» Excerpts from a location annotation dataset
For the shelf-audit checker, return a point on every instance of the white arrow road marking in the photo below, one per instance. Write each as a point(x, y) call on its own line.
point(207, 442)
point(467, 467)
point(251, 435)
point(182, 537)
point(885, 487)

» Task directions
Give the material again with "white arrow road marking" switched to "painted arrow road marking", leaving every other word unchanged.

» Solution to this exercise
For the shelf-audit checker, return a point on every instance of the painted arrow road marking in the photo below, one per instance. Write each as a point(x, y) call on its own line.
point(207, 442)
point(467, 467)
point(251, 435)
point(182, 537)
point(885, 487)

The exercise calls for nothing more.